RECORDS SUPPLIED START
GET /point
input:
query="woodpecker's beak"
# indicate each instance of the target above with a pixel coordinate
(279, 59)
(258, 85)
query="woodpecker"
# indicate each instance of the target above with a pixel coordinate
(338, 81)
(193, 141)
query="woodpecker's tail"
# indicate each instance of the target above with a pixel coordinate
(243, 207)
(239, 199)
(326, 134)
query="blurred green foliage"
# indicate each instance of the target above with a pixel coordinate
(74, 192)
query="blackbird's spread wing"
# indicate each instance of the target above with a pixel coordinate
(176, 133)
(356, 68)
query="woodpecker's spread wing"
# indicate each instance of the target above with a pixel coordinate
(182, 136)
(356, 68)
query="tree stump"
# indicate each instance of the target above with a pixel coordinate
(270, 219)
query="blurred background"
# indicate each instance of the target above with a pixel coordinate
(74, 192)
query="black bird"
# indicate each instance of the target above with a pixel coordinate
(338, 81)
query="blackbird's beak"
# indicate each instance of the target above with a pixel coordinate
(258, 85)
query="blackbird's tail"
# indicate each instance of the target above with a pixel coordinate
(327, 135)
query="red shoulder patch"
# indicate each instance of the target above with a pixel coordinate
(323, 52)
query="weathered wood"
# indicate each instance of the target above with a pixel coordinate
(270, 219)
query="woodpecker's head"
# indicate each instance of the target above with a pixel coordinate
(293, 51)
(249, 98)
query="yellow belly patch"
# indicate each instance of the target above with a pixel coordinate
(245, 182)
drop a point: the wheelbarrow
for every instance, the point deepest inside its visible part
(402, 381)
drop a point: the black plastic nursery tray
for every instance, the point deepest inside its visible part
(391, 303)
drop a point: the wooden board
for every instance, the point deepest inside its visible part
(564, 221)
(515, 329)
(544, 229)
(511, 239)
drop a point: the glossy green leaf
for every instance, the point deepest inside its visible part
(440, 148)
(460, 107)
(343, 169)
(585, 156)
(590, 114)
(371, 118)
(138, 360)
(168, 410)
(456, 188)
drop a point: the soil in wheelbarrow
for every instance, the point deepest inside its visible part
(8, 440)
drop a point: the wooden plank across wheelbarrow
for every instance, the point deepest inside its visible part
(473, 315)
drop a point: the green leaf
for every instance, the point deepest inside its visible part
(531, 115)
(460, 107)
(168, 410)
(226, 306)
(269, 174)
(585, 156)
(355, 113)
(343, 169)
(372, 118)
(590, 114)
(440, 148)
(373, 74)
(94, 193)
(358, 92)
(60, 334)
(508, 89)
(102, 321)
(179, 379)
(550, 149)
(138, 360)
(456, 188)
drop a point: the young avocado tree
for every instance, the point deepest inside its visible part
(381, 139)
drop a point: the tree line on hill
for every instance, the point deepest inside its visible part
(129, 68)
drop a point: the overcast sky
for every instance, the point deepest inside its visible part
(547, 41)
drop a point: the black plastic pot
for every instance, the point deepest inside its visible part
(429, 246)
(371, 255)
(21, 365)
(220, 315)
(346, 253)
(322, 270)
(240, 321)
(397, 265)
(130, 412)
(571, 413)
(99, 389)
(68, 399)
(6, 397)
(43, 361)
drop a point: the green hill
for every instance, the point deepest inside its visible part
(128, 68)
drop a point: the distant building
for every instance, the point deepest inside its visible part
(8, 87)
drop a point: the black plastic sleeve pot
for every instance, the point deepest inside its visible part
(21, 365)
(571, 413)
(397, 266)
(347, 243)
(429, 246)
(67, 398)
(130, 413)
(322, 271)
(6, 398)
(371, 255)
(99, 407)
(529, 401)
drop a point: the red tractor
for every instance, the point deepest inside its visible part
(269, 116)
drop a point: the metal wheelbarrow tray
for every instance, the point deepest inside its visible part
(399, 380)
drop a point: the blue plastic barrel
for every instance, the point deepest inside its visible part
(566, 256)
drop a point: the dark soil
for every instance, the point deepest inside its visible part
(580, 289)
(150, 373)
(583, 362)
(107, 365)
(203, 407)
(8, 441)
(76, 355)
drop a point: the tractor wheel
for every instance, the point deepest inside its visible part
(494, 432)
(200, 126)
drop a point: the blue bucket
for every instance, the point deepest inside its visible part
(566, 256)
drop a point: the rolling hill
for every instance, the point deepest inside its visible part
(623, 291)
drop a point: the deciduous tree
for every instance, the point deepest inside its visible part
RECORDS SUPPLIED END
- TRY IT
Reproduce every entry above without a single alteration.

- EXERCISE ANSWER
GET /point
input:
query="woodpecker's beak"
# indicate each instance of the target above with a pixel coordinate
(279, 59)
(258, 85)
query="woodpecker"
# indicate each instance of the target above with a pixel coordinate
(338, 81)
(193, 141)
query="woodpecker's tail"
# indicate each instance of the target above with a pixel coordinate
(243, 207)
(239, 199)
(326, 134)
query="blurred green foliage"
# indicate each instance of the target above with a pixel coordinate
(74, 192)
query="blackbird's spread wing"
# indicate each instance of the target above with a pixel coordinate
(176, 133)
(356, 68)
query="woodpecker's spread wing"
# indicate each instance of the target above with a pixel coordinate
(182, 136)
(356, 68)
query="tree stump"
# indicate each instance of the target above with a pixel coordinate
(270, 219)
query="blurred background"
# indicate each instance of the target above with a pixel coordinate
(74, 192)
query="black bird"
# indicate each instance of the target above with a pixel coordinate
(338, 81)
query="blackbird's beak"
# indicate each instance of the target above with a pixel coordinate
(258, 85)
query="blackbird's tail"
# indicate each instance of the target above with a pixel coordinate
(327, 135)
query="red shoulder patch"
# indicate each instance of the target above with a pixel coordinate
(323, 52)
query="weathered wood"
# indicate each instance of the target above with a pixel coordinate
(270, 219)
query="woodpecker's head"
# indicate each instance of the target above with a pixel coordinate
(293, 51)
(249, 98)
query="yellow belly patch"
# indicate each instance of the target above with a pixel coordinate
(245, 182)
drop a point: the wheelbarrow
for every instance, the point deepest inside its visible part
(402, 381)
drop a point: the black plastic nursery tray
for every instance, the point deepest inside its visible part
(391, 303)
drop a point: the wooden board
for every instance, the point deepest inside its visible part
(564, 221)
(515, 329)
(544, 229)
(511, 239)
drop a point: the glossy green leaf
for every instance, the point deepest inside its visible part
(440, 148)
(460, 107)
(343, 169)
(585, 156)
(590, 114)
(371, 118)
(138, 360)
(168, 410)
(456, 188)
drop a point: the soil in wheelbarrow
for every instance, the point deepest inside its visible part
(8, 440)
drop a point: the wooden plank across wheelbarrow
for every instance, the point deepest inside its visible part
(473, 315)
drop a point: the green leaf
for every instance, the point deepest inside its visible part
(531, 115)
(460, 107)
(168, 410)
(226, 306)
(269, 174)
(585, 156)
(355, 113)
(343, 169)
(372, 118)
(590, 114)
(440, 148)
(373, 74)
(94, 193)
(358, 92)
(60, 334)
(508, 89)
(102, 321)
(179, 379)
(550, 149)
(138, 360)
(456, 188)
drop a point: the young avocado tree
for every instance, the point deepest inside its visible part
(381, 139)
drop a point: the tree line on hill
for every instance, the point deepest inside its visible part
(129, 68)
drop a point: the overcast sky
for every instance, the point deepest inside its visible part
(547, 41)
drop a point: the black plastic pot
for every instance, the point deepest inside its visible part
(429, 246)
(371, 255)
(21, 365)
(220, 315)
(346, 253)
(322, 270)
(240, 321)
(397, 265)
(130, 412)
(571, 413)
(99, 389)
(68, 399)
(6, 397)
(43, 361)
drop a point: the green hill
for every instance, the point deepest inside its visible part
(128, 68)
drop a point: the distant building
for every instance, the point deepest inside its visible part
(8, 87)
drop a point: the black plastic sleeve pot
for every instance, the point deepest inside its visible part
(21, 365)
(571, 413)
(397, 266)
(347, 243)
(429, 246)
(67, 398)
(130, 413)
(322, 271)
(6, 398)
(371, 255)
(99, 407)
(529, 401)
drop a point: the red tractor
for every instance, the point deepest inside its visible part
(269, 116)
drop a point: the metal wheelbarrow tray
for every instance, the point deepest inside its visible part
(399, 380)
drop a point: the blue plastic barrel
for every instance, the point deepest inside its visible part
(566, 256)
drop a point: the dark soil
for every instance, the point deepest inside its visible part
(580, 289)
(150, 373)
(583, 362)
(107, 365)
(203, 407)
(8, 441)
(76, 355)
drop a point: the tractor wheel
for every instance, the point deepest inside its visible part
(494, 432)
(200, 126)
drop a point: the blue bucket
for every instance, the point deepest inside its visible part
(566, 256)
drop a point: the rolling hill
for every instance, the point deepest inside its visible part
(623, 291)
drop a point: the deciduous tree
for every instance, the point deepest inside its visible part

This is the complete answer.